Start of Material provided

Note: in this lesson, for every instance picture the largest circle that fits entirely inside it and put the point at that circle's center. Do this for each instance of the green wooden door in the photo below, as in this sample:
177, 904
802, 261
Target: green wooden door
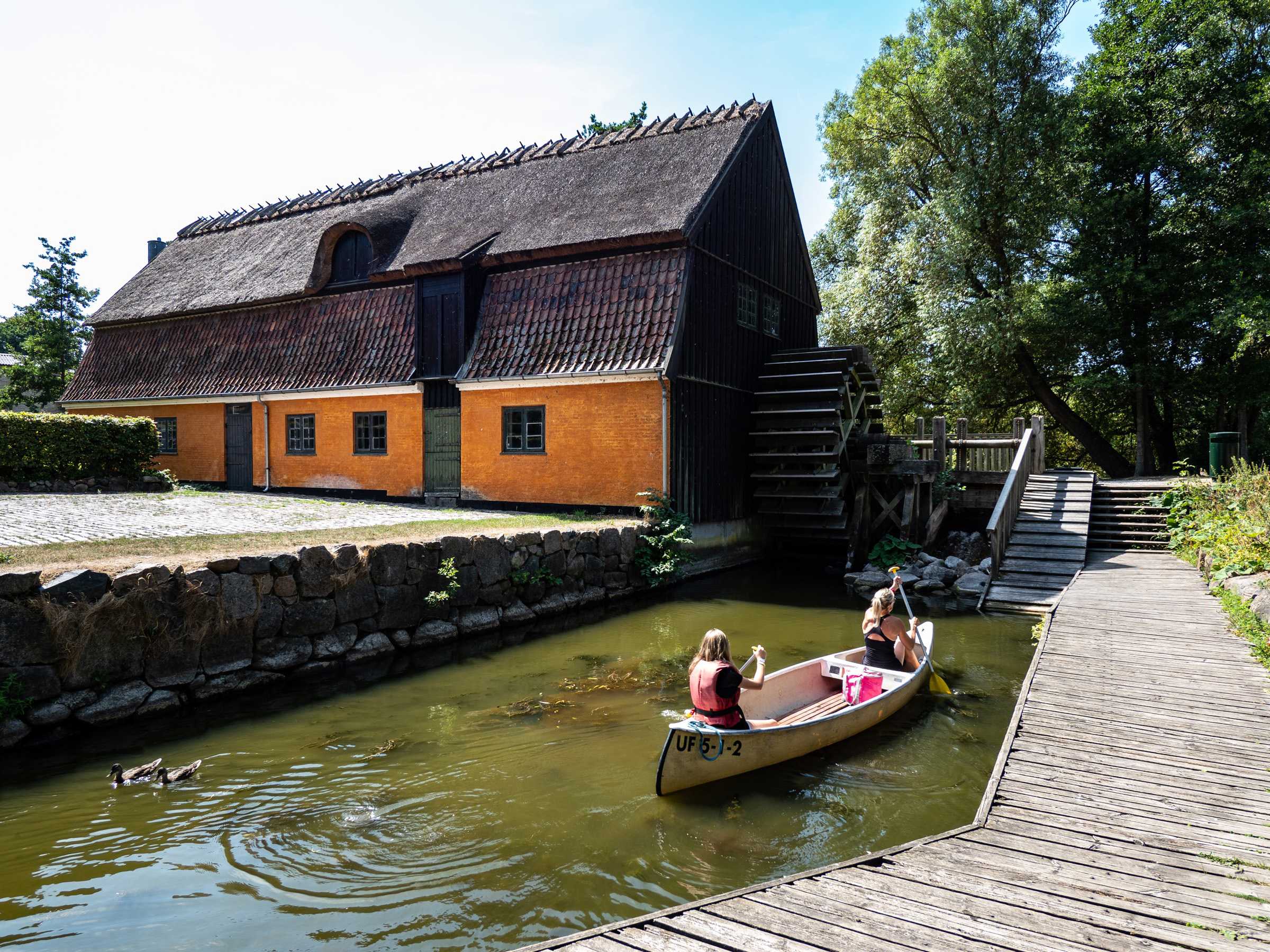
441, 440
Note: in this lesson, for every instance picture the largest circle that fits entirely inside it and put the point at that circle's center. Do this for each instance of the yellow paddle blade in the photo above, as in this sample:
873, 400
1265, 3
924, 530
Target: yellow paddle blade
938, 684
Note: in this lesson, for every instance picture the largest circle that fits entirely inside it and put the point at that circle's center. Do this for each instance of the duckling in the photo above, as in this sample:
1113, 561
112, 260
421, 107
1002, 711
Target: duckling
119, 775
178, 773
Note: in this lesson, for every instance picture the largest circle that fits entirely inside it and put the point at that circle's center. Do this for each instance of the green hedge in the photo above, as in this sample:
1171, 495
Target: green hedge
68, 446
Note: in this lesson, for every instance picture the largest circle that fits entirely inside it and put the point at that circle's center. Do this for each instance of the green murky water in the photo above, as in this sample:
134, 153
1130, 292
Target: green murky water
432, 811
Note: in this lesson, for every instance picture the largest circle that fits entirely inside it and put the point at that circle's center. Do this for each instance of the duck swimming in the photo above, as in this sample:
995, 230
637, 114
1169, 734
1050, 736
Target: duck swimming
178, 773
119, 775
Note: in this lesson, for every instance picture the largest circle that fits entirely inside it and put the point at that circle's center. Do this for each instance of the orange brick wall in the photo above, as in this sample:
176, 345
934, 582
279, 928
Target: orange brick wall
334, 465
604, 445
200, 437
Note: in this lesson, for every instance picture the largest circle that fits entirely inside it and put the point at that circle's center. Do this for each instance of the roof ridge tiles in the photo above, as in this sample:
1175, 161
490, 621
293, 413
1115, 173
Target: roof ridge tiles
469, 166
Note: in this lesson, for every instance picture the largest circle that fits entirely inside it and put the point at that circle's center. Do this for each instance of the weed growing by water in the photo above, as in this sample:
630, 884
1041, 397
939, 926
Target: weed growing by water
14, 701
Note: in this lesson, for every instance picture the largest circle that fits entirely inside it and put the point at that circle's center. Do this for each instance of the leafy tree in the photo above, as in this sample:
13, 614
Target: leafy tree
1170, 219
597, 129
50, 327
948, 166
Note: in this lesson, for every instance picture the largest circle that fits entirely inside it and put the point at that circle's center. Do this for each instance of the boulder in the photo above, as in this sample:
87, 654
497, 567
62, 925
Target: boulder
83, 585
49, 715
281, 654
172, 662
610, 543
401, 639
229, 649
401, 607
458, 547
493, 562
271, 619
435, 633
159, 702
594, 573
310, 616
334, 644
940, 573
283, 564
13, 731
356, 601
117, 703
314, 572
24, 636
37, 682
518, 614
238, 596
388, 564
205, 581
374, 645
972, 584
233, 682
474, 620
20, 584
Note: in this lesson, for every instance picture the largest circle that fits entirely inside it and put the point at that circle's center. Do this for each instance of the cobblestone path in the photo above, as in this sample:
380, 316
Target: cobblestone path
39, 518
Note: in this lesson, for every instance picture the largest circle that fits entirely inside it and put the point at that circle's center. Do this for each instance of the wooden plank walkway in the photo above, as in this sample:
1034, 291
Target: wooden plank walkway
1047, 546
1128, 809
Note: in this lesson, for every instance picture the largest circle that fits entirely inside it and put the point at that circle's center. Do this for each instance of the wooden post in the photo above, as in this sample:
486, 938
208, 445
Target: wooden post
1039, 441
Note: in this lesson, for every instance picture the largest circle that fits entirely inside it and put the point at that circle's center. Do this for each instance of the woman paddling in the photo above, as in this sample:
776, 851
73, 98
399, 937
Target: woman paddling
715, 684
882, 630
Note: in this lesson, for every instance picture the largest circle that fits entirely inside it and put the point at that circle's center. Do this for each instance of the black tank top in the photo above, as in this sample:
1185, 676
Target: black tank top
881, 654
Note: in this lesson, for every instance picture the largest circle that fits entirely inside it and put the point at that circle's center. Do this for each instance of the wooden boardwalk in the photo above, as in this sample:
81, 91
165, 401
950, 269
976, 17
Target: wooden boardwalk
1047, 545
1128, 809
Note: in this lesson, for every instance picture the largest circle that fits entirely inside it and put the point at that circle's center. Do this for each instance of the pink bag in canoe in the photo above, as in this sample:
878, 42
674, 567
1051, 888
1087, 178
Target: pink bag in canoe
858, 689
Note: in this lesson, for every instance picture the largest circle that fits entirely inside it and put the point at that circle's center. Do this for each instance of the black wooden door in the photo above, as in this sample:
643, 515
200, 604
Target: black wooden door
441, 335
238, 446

End of Material provided
Start of Material provided

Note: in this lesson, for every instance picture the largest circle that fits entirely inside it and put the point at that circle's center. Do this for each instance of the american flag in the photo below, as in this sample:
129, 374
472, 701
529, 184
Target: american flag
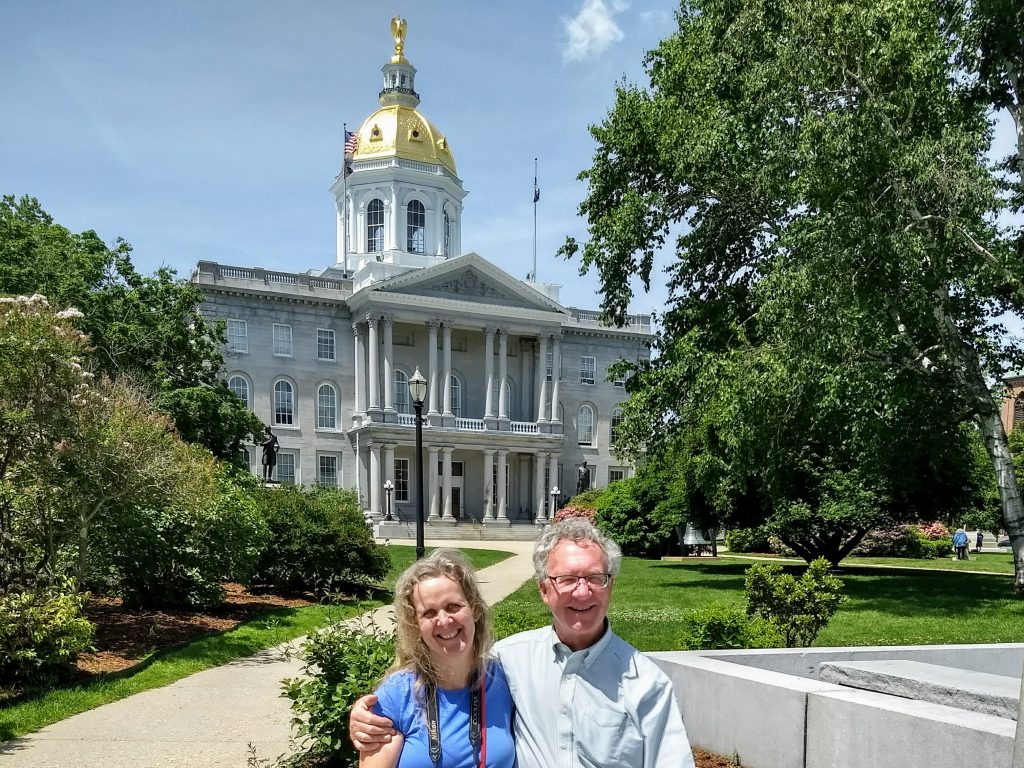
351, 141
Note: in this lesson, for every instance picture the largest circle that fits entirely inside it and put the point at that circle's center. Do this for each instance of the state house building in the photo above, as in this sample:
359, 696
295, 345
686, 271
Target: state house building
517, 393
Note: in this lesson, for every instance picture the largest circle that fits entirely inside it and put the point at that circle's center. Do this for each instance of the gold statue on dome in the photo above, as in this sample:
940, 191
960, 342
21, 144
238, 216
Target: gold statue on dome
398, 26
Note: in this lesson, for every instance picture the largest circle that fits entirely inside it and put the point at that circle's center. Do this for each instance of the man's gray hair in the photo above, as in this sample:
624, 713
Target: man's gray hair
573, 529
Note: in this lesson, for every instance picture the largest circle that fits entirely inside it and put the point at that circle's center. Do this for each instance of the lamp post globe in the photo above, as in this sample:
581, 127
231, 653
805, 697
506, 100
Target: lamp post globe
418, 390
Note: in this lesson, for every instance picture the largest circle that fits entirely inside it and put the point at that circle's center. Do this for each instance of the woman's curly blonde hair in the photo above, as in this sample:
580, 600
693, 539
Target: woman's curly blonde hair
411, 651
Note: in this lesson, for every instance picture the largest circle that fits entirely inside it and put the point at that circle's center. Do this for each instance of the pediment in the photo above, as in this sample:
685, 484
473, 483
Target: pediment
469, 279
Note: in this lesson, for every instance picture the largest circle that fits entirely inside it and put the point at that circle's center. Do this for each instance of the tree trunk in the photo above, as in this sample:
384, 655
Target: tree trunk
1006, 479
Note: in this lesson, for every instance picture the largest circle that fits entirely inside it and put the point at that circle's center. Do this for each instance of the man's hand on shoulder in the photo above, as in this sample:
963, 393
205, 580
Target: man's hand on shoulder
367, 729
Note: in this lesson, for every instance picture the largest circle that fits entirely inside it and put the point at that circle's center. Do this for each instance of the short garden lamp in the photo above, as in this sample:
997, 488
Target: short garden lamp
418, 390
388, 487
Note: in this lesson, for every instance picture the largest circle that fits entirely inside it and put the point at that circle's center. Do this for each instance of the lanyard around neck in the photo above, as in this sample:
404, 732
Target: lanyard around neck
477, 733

End of Material provided

Count the lines in the material that contain the string "water". Reply with the number alone.

4